## Exercises to complete
a - Answer these questions from the rig explosion text below, each on its own line:
(i) According to the BP report, was the manual shutdown facility on the drill floor used?
(ii) Who else was on the bridge with the officer on watch?
(iii) What does the text say could likely have been avoided if power generation had been tripped when the first gas alarms sounded?
b - Reproduce the rig explosion text below word for word, everything from "On the drill" down to "on the emergency.".
c - Does the rig explosion text below support each statement? Answer yes or no, and quote the words from the text that decide it.
(i) The officer on watch tripped the power generation.
(ii) The officer on watch instigated the general platform alarm.
(iii) The writer was certain that the shutdown facility was located on the bridge.

## Source document
On the drill floor there was apparently a means to manually shutdown these unprotected areas where sources of ignition were present with the instruction to be used in a gas accident. The BP report indicates this facility was not used, the drill crews attention not surprisingly being focussed on the emergency.

In testimony to the joint Inquiry, the officer on watch in the bridge, whose principal duties appeared to be related to marine aspects such as the rig’s dynamic positioning system observed the gas detectors going into alarm and accepted these alarms.  She instigated the general platform alarm and made a number of public address announcements but took no action to trip the power generation and thus shutdown the ventilation to non-hazardous areas such as Engine rooms and associated switch-rooms.   It was not clear to me in listening to her testimony whether the facility to do this was located on the bridge but I suspect it was.  The chief mate, or master of the vessel, was also on the bridge with her but he also took no actions as described here.

If Power Generation had been tripped manually the explosion could have been avoided

If action had been taken to trip and thus shutdown power generation at this crucial time when the initial gas alarms sounded it is likely that the explosion could have been avoided.  There is an important point to be made here for persons who in the future – after deepwater drilling commences again – have to assess the hazards of operating in deepwater.

## Data for analysis
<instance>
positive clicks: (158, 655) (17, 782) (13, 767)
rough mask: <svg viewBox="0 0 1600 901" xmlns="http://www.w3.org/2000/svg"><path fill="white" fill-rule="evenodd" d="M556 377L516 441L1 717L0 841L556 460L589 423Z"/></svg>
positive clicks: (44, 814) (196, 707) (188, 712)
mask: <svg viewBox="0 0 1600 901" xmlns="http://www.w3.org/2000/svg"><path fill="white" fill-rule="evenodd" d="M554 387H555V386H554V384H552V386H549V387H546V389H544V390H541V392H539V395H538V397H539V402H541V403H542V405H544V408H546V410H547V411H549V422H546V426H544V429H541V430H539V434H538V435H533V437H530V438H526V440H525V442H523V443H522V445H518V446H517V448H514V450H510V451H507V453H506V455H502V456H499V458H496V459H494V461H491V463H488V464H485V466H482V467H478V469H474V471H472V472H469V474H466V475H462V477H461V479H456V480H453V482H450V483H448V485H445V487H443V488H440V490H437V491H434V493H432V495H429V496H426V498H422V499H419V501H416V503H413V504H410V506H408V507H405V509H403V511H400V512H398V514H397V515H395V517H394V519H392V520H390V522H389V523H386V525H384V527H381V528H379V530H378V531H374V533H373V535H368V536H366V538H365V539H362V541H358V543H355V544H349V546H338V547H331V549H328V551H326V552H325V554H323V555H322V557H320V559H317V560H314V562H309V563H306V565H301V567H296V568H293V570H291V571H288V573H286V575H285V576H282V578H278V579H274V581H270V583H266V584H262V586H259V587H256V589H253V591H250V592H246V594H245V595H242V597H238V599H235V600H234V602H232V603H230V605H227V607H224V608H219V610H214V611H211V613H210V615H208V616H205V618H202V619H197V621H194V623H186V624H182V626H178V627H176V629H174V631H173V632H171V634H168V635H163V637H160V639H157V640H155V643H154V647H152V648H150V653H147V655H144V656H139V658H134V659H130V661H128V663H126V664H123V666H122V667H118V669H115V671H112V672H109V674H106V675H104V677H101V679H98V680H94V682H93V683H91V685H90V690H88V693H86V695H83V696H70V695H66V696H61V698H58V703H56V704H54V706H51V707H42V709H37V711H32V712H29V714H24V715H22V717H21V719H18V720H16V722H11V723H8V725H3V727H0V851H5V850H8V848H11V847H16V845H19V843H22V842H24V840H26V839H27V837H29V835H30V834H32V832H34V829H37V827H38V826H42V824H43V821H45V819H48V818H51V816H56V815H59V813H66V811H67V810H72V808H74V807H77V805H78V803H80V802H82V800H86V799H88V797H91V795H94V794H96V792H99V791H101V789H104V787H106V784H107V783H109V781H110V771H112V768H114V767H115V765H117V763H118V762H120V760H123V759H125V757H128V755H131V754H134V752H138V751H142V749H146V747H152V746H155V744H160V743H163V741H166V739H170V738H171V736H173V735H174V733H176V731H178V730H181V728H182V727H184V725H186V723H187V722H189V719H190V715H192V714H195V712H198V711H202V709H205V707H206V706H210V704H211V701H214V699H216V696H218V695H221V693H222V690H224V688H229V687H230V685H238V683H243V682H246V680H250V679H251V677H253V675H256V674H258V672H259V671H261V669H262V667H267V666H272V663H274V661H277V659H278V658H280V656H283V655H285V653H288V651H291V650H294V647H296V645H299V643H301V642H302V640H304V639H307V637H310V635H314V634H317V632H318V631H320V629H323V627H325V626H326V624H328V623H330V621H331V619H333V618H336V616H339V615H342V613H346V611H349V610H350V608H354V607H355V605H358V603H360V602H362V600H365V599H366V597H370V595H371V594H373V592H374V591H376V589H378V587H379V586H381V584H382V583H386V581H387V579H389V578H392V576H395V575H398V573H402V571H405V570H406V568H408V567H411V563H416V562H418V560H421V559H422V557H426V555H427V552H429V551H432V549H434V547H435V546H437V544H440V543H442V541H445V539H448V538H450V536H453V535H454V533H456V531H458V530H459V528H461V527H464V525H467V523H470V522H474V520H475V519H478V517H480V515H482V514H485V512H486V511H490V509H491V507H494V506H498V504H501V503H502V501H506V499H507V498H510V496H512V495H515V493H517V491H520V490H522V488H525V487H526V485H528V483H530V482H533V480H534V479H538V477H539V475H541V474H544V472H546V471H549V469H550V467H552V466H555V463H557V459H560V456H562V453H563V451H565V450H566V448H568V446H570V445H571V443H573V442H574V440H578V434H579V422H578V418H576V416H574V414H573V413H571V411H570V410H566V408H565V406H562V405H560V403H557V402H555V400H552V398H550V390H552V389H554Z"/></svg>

## Expected outputs
a -
(i) No, it was not used.
(ii) The chief mate, or master of the vessel.
(iii) The explosion.

b -
On the drill floor there was apparently a means to manually shutdown these unprotected areas where sources of ignition were present with the instruction to be used in a gas accident. The BP report indicates this facility was not used, the drill crews attention not surprisingly being focussed on the emergency.

c -
(i) No: "took no action to trip the power generation"
(ii) Yes: "She instigated the general platform alarm"
(iii) No: "It was not clear to me in listening to her testimony whether the facility to do this was located on the bridge but I suspect it was."